Image point grounding data:
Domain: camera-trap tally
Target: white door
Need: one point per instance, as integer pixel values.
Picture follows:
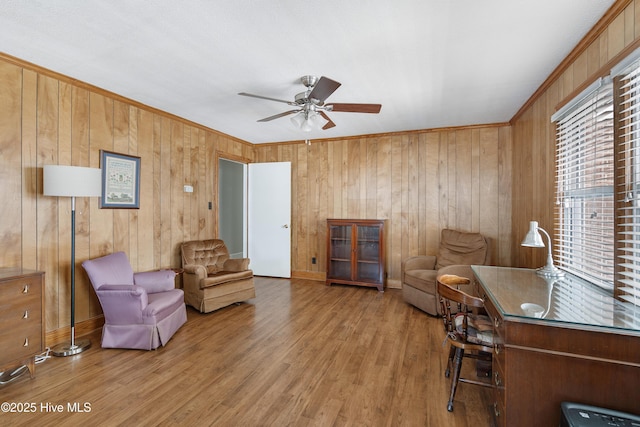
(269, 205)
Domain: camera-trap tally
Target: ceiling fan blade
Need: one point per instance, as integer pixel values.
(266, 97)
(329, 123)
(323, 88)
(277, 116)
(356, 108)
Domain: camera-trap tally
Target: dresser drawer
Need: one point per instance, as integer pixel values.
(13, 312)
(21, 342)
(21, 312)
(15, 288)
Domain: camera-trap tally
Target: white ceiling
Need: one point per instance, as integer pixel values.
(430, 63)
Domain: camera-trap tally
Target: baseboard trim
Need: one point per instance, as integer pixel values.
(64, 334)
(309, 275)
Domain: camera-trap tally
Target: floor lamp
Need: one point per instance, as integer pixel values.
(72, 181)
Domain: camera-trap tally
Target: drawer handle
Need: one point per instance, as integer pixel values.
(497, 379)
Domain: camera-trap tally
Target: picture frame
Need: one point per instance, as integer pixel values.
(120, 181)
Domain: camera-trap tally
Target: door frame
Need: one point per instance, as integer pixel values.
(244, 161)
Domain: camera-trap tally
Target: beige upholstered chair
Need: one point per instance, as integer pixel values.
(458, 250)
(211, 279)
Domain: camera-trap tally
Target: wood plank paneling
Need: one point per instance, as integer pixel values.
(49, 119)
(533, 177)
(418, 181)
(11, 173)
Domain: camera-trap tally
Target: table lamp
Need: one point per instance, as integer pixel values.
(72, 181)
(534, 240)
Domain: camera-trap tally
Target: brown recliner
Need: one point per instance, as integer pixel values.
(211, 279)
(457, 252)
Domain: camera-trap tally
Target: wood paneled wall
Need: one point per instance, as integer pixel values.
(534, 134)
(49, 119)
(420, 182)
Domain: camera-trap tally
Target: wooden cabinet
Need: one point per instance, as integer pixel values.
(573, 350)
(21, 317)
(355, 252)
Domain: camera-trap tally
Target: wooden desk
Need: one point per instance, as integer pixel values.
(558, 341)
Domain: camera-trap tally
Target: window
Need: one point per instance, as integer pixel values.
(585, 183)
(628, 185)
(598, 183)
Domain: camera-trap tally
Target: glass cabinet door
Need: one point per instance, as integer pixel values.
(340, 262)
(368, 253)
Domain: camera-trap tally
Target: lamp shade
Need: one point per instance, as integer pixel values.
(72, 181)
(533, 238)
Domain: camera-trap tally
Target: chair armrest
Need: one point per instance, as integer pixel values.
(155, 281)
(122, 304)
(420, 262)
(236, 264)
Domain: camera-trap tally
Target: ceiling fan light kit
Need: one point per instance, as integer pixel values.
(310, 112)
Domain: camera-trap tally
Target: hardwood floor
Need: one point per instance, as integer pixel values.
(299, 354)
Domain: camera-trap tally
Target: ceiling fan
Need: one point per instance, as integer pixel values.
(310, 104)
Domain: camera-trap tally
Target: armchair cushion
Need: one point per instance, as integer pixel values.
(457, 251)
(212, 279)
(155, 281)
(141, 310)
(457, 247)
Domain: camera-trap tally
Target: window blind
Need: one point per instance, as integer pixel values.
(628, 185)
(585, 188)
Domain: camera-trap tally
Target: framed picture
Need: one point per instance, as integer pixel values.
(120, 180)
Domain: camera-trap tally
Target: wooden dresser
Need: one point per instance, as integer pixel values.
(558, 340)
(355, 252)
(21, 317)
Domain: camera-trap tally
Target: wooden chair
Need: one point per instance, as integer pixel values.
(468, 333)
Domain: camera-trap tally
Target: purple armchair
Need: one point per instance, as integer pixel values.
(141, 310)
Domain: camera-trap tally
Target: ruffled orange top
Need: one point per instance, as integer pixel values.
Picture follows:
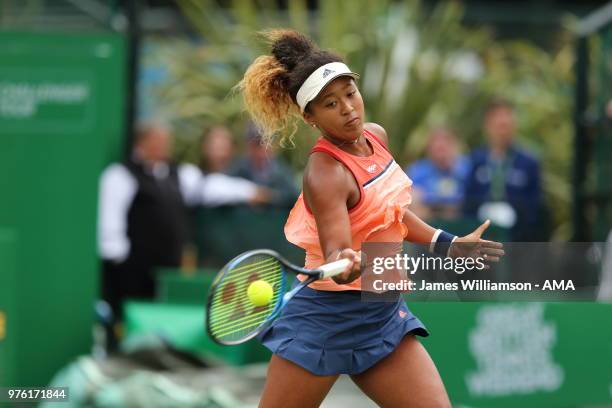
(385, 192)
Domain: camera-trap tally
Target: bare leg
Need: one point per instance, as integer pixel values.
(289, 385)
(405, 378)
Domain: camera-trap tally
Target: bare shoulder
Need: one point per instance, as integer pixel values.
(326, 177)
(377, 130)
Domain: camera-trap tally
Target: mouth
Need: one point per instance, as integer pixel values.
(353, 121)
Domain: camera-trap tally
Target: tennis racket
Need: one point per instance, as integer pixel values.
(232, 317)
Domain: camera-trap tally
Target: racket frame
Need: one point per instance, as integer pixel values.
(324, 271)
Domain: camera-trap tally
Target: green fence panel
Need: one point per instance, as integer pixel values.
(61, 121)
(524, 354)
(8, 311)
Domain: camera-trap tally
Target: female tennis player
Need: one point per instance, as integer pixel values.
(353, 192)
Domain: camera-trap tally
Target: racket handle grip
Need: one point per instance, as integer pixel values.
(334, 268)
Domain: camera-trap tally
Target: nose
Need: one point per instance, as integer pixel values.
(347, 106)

--

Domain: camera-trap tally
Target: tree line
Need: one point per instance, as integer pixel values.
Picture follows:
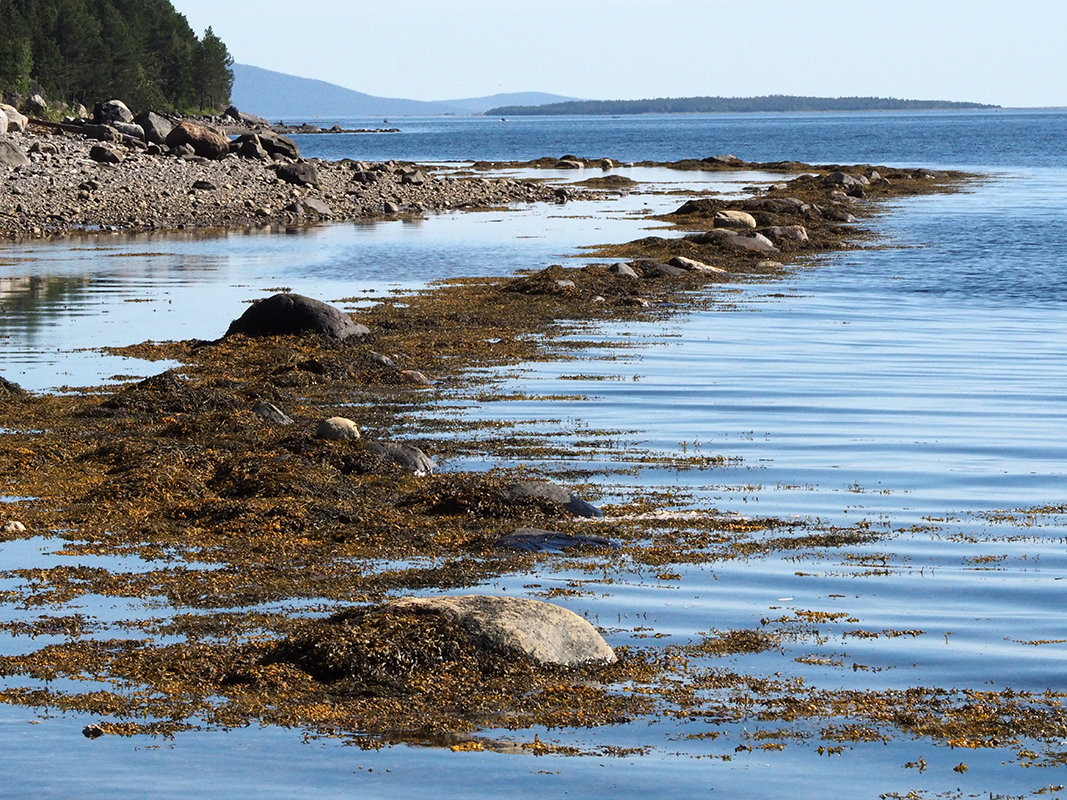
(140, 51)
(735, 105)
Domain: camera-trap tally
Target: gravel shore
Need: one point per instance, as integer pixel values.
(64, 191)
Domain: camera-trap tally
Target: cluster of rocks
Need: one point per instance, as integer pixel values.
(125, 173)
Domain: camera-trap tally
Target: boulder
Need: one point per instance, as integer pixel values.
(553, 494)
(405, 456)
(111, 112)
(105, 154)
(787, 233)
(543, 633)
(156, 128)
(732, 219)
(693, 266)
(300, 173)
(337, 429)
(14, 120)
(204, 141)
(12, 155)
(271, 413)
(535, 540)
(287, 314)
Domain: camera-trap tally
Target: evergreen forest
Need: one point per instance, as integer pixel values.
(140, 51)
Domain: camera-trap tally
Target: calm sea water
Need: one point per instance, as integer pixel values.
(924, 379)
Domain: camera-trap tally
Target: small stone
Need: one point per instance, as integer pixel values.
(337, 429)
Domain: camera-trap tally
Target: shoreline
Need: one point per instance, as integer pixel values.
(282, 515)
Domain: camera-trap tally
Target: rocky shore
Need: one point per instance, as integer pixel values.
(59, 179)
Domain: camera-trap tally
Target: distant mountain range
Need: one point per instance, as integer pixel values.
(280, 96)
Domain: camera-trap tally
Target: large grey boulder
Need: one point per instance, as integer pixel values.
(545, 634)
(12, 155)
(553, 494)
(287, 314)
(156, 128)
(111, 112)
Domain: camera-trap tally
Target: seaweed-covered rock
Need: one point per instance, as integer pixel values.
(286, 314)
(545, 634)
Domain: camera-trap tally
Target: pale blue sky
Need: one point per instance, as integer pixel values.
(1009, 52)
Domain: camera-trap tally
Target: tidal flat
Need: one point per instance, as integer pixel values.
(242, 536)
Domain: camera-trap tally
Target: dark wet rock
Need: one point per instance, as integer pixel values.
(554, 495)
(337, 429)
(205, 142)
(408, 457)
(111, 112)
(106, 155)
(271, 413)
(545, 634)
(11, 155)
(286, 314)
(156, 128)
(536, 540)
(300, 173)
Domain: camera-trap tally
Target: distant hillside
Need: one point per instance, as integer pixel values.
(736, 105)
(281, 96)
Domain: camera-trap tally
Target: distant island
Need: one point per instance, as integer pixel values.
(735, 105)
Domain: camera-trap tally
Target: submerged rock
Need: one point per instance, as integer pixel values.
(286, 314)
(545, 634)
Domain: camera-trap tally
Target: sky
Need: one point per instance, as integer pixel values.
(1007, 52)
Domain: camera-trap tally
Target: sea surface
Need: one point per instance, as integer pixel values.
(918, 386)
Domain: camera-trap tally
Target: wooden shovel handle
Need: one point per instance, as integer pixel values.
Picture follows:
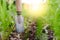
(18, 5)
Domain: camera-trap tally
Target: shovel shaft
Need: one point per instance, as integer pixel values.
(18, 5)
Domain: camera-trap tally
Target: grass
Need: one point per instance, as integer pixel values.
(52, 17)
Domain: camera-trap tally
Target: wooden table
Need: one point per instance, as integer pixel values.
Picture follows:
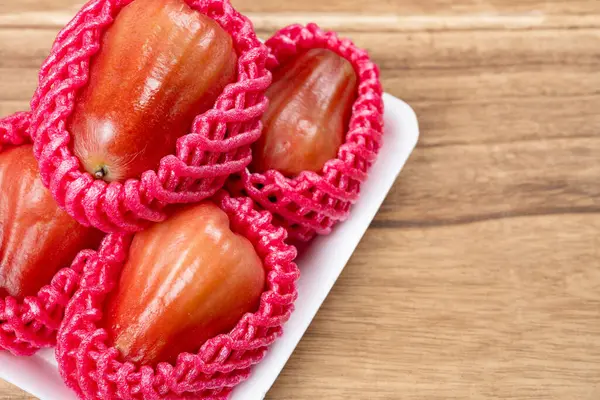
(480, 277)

YOUR GOAL - Tell me how many lines of the records include the word "white", replying with the number alone.

EXERCISE RESPONSE - 2